What the exercise asks:
Below are entries to examine: work out how many lines contain the word "frame", and give only that number.

#### Listed records ####

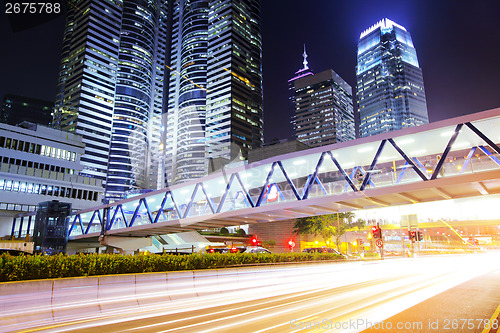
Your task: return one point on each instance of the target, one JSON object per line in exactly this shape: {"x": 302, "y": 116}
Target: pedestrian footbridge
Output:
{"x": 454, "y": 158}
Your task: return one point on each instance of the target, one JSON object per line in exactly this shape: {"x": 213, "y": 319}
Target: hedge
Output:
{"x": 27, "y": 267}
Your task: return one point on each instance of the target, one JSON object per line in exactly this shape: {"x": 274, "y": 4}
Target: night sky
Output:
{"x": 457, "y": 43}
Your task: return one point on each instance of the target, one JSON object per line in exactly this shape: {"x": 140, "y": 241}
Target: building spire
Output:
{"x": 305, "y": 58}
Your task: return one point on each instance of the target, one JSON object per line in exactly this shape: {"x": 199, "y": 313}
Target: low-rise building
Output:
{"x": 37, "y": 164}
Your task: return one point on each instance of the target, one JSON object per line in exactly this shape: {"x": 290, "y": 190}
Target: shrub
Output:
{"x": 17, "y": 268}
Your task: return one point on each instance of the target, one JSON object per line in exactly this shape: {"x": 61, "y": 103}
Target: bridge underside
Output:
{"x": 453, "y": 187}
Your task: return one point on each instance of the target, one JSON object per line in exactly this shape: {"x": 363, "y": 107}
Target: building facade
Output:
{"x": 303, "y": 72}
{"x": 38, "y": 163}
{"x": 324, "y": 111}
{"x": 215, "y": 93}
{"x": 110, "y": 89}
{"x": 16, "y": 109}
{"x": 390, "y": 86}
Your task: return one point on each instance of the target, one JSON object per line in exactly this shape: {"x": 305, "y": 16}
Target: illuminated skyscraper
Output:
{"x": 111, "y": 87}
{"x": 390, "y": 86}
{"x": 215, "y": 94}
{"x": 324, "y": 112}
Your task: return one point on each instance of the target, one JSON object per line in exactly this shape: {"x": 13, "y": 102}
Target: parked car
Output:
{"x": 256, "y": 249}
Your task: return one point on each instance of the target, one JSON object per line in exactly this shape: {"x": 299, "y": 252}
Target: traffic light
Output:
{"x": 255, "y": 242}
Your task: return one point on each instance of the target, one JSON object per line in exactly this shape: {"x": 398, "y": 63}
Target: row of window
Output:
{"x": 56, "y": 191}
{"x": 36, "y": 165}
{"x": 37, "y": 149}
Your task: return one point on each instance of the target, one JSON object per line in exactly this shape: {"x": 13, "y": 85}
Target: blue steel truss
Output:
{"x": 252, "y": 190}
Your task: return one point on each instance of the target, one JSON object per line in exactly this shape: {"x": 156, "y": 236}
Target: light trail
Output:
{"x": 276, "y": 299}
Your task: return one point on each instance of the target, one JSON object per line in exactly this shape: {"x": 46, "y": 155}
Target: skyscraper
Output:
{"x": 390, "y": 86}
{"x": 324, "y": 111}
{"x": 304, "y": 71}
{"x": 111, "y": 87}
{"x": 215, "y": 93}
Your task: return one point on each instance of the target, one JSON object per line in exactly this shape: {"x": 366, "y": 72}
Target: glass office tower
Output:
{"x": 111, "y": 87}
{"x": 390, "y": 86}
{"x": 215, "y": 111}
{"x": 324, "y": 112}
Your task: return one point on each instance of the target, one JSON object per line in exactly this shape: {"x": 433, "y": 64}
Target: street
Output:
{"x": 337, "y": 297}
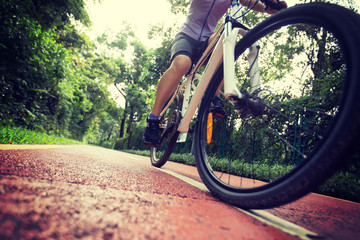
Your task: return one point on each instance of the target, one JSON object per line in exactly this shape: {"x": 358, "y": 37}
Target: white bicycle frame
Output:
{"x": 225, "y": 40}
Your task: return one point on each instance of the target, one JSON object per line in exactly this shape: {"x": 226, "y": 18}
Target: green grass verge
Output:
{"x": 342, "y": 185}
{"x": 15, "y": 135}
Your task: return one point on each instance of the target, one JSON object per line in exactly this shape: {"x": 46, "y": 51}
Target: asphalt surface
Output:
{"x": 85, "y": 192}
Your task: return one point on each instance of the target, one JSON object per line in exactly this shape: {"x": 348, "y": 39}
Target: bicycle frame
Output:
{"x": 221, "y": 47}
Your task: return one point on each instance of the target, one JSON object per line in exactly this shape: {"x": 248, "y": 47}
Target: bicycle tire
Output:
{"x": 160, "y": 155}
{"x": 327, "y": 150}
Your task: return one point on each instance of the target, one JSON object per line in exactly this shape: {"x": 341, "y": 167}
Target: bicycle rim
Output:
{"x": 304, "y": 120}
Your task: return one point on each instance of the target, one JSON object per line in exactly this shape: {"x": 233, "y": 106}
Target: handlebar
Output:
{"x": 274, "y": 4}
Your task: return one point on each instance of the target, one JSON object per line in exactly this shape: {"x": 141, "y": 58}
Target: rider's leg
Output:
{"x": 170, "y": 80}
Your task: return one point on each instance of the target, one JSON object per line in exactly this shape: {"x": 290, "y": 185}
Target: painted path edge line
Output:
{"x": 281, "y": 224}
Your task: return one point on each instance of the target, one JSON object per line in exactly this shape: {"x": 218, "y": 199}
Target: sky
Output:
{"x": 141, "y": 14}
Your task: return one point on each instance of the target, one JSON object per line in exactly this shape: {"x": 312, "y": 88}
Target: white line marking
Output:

####

Task answer:
2